(SELECTION):
## BEGIN
Error in SQL statement AnalysisException org apache hadoop h lakeFS #help

Error in SQL statement: AnalysisException: org.apa...

user

11/21/2021, 11:59 AM

Error in SQL statement: AnalysisException: org.apache.hadoop.hive.ql.metadata.HiveException: MetaException(message:Got exception: java.io.FileNotFoundException PUT 0-byte object on main/: com.amazonaws.services.s3.model.AmazonS3Exception: Not Found; request: PUT https://lakefs.k8s.yotpo.xyz dbt-chaim/main/ {} Hadoop 2.7.4, aws-sdk-java/1.11.655 Linux/5.4.0-1058-aws OpenJDK_64-Bit_Server_VM/25.275-b01 java/1.8.0_275 scala/2.12.10 kotlin/1.2.71 vendor/Azul_Systems,_Inc. com.amazonaws.services.s3.model.PutObjectRequest; Request ID: null, Extended Request ID: null, Cloud Provider: AWS, Instance ID: i-02fde599ab86b480c (Service: Amazon S3; Status Code: 404; Error Code: 404 Not Found; Request ID: null; S3 Extended Request ID: null), S3 Extended Request ID: null:404 Not Found);

user

11/21/2021, 12:11 PM

Hey @Chaim Turkel from the message I'm guessing the following is true: 1. you're attempting to either create a table or write to an existing one? 2. https://lakefs.k8s.yotpo.xyz is your lakeFS endpoint 3.

dbt-chaim

is an existing repo in the lakeFS installation 4.

main

is an existing branch in the

dbt-chaim

repository Is this true? Could you maybe share the code that resulted in this error?
## END
(INFORMATION PROVIDED):
## BEGIN
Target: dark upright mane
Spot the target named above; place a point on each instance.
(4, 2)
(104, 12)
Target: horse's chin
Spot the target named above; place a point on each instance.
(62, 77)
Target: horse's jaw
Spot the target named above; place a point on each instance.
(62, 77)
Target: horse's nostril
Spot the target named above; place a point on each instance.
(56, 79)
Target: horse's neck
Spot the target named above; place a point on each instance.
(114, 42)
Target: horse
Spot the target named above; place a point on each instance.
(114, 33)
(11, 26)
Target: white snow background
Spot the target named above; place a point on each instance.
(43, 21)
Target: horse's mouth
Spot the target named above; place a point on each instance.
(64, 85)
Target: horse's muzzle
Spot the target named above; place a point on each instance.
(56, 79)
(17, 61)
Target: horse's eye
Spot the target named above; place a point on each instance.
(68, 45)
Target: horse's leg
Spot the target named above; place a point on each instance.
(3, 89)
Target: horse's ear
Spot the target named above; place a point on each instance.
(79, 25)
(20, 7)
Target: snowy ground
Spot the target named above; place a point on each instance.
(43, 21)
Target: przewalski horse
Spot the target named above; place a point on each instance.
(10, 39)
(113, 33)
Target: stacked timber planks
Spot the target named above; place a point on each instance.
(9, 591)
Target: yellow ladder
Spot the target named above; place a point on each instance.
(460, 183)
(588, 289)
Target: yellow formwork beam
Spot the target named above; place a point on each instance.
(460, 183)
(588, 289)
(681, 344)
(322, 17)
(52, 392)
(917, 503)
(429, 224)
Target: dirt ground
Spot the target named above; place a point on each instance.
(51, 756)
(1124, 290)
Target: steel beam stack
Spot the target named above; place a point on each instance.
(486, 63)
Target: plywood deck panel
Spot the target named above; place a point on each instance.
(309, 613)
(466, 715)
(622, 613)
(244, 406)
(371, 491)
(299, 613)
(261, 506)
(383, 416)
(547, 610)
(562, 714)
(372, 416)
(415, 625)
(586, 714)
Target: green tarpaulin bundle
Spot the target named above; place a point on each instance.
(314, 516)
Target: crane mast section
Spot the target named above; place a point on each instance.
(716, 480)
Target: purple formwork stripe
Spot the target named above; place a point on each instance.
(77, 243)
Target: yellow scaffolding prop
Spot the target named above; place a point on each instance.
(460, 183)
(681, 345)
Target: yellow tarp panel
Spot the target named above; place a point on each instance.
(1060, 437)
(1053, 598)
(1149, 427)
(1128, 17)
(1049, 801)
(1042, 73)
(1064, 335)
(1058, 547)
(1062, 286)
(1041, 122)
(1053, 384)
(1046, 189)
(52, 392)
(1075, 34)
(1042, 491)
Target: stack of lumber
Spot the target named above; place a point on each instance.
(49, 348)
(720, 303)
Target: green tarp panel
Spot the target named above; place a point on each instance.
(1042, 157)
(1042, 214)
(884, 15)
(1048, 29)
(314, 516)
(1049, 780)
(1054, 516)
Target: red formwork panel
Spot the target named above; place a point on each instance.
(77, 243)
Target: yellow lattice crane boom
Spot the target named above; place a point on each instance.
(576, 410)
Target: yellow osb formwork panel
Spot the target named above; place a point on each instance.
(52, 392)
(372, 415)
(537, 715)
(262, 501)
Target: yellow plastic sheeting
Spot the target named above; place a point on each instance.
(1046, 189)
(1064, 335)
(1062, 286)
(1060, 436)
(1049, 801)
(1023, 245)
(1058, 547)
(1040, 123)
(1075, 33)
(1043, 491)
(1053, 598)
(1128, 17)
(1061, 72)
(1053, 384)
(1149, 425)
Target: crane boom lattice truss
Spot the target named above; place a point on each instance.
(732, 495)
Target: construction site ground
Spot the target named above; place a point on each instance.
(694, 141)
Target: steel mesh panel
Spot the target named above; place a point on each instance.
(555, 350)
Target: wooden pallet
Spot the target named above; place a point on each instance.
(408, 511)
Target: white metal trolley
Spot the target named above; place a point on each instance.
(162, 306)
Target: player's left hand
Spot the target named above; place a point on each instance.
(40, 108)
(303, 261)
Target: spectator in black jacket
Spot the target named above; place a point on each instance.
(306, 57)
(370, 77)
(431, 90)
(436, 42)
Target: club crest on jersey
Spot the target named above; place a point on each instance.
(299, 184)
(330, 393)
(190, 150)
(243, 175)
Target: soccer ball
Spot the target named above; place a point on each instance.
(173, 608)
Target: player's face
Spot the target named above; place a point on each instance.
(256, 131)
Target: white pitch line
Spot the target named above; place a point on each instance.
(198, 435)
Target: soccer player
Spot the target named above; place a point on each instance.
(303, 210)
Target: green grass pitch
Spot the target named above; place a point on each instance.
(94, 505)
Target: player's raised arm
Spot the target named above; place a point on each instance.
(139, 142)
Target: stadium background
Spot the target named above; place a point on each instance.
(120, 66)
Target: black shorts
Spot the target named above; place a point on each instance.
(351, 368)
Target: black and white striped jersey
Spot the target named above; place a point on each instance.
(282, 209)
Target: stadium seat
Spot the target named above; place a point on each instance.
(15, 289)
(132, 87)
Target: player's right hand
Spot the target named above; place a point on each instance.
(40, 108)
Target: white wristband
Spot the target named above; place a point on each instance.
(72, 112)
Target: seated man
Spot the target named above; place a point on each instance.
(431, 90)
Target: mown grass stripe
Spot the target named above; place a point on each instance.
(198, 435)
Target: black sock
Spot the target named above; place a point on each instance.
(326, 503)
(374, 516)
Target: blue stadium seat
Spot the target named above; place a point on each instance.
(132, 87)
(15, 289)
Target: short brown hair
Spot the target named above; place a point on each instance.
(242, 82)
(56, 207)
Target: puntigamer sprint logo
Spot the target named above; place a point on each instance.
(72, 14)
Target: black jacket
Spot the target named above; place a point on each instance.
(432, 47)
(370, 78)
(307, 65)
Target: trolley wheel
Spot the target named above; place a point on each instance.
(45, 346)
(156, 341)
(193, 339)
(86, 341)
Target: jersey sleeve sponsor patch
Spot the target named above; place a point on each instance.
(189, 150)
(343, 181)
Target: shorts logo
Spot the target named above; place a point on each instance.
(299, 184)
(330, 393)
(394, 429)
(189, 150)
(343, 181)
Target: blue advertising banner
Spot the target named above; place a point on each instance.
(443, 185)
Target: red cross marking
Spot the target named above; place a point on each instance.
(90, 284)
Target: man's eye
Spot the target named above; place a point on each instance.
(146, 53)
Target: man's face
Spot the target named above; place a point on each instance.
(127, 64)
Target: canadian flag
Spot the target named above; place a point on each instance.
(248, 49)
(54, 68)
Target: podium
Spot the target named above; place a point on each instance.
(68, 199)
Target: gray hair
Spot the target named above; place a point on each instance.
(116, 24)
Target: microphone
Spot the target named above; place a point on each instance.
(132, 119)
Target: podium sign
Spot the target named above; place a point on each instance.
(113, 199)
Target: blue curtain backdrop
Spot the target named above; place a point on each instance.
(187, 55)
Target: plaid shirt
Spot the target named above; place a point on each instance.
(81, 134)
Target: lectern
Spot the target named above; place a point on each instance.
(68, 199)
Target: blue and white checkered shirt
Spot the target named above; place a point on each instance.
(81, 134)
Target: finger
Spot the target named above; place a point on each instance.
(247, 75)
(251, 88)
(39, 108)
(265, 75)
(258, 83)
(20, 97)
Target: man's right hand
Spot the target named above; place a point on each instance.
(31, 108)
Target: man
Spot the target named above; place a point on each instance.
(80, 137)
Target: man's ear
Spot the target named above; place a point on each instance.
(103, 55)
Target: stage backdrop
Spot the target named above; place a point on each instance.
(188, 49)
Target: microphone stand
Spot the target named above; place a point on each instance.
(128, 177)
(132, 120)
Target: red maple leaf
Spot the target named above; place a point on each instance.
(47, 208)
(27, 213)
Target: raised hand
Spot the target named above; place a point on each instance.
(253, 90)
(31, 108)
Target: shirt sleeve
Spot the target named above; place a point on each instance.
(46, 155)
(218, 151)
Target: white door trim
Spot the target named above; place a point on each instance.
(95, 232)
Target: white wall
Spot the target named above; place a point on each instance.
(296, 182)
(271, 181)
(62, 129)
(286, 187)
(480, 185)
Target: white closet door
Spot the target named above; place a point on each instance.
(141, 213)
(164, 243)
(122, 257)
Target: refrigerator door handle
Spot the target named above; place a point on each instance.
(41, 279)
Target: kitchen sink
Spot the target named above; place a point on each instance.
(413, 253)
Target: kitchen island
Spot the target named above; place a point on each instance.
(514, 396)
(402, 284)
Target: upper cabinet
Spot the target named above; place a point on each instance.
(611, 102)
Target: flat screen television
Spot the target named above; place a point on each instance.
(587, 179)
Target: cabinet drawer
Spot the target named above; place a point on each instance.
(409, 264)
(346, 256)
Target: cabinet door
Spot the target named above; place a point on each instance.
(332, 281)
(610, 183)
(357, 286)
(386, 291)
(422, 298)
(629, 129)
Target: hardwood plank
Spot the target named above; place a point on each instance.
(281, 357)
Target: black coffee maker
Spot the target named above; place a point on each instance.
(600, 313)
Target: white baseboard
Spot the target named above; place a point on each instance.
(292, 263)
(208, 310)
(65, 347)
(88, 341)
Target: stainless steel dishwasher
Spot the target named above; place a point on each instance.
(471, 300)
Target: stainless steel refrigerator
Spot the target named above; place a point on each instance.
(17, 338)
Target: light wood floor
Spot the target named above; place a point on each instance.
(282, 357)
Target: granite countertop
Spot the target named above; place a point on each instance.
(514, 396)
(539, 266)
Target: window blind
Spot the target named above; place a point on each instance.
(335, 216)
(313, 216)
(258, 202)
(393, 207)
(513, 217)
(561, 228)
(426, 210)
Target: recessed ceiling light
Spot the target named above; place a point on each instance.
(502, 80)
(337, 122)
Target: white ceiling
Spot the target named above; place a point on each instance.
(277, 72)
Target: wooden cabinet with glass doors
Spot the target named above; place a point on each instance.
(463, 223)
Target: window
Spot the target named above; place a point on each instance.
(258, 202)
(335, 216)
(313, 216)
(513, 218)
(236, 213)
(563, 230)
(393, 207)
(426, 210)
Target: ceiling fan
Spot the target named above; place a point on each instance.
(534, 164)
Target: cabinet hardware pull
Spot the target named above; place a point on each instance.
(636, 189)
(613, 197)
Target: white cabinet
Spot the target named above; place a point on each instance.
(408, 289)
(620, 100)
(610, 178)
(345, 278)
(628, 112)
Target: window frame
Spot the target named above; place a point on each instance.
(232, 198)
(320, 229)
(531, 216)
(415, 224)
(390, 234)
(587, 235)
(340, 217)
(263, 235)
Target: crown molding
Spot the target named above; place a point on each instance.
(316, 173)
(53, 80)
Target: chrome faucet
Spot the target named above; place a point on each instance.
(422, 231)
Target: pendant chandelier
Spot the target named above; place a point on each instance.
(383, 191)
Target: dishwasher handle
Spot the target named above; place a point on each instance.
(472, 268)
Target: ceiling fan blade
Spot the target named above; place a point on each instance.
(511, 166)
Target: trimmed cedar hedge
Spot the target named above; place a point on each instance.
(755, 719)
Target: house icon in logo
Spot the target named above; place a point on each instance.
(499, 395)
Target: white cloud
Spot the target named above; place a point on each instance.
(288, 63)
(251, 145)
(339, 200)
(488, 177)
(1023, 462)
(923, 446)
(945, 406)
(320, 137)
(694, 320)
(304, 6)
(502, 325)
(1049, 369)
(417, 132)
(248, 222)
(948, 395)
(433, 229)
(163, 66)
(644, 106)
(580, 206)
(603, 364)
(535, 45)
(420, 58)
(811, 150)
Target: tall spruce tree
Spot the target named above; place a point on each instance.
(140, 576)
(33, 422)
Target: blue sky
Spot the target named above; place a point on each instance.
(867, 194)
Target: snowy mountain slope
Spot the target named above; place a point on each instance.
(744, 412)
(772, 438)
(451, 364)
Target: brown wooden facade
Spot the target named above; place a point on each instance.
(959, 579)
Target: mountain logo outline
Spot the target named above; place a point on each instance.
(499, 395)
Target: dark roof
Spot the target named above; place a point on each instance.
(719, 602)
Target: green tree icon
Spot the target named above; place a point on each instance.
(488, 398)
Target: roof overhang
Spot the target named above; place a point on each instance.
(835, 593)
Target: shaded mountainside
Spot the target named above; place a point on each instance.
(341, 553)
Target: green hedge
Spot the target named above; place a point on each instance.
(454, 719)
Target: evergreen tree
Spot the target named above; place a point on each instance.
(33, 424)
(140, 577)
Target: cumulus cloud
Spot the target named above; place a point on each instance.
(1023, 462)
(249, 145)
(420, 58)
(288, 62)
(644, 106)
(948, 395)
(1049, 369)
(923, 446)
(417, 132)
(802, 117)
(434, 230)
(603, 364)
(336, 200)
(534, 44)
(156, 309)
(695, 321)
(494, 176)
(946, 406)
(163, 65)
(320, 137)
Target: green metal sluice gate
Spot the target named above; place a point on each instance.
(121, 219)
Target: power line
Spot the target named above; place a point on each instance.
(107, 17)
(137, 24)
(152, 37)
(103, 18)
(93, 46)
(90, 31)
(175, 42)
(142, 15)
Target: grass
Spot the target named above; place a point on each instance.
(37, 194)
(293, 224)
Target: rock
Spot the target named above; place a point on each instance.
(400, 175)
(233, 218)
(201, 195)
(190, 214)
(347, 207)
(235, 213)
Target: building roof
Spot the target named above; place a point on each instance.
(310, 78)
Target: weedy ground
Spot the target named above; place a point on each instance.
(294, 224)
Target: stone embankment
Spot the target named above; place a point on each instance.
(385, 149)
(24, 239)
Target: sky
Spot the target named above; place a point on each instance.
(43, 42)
## END
(YOUR GOAL):
Extend the forum thread about the lakeFS 404 error, starting right after its last message. You can leave the lines aside.

(ANSWER TO THE PROBLEM):
user

11/21/2021, 12:12 PM

also, if you could share the spark configuration you've set for the Spark cluster in Databricks, that would be really helpful

user

11/21/2021, 12:12 PM

your assumtions are correct

user

11/21/2021, 12:12 PM

CREATE DATABASE IF NOT EXISTS dbt_test1 LOCATION 's3a://dbt-chaim/main';

user

11/21/2021, 12:12 PM

spark.hadoop.fs.s3.impl com.databricks.s3a.S3AFileSystem hoodie.compaction.payload.class org.apache.hudi.common.model.OverwriteWithLatestAvroPayload spark.hadoop.fs.s3a.connection.maximum 100 spark.ui.prometheus.enabled true spark.hadoop.fs.s3a.acl.default BucketOwnerFullControl spark.hadoop.fs.s3n.impl com.databricks.s3a.S3AFileSystem spark.sql.legacy.parquet.datetimeRebaseModeInRead LEGACY spark.hadoop.fs.s3a.canned.acl BucketOwnerFullControl spark.hadoop.mapreduce.input.pathFilter.class org.apache.hudi.hadoop.HoodieROTablePathFilter spark.databricks.conda.condaMagic.enabled true spark.hadoop.fs.s3a.impl com.databricks.s3a.S3AFileSystem spark.sql.hive.metastore.jars builtin spark.sql.hive.metastore.version 2.3.7 spark.hadoop.hive.metastore.uris thrift://10.101.125.5:25701 spark.hadoop.fs.s3a.path.style.access true spark.hadoop.fs.s3a.bucket.dbt-chaim.endpoint https://lakefs.k8s.yotpo.xyz spark.hadoop.fs.s3a.bucket.dbt-chaim.access.key --- spark.hadoop.fs.s3a.bucket.dbt-chaim.aws.credentials.provider shaded.databricks.org.apache.hadoop.fs.s3a.TemporaryAWSCredentialsProvider spark.hadoop.fs.s3a.bucket.dbt-chaim.session.token lakefs spark.hadoop.fs.s3a.bucket.dbt-chaim.secret.key ---

user

11/21/2021, 12:14 PM

Thanks - let me look into it and try to reproduce

user

11/21/2021, 12:24 PM

can you help me understand what the error might be, and how i can check it? is there a cli that i can check simular to what databricks runs?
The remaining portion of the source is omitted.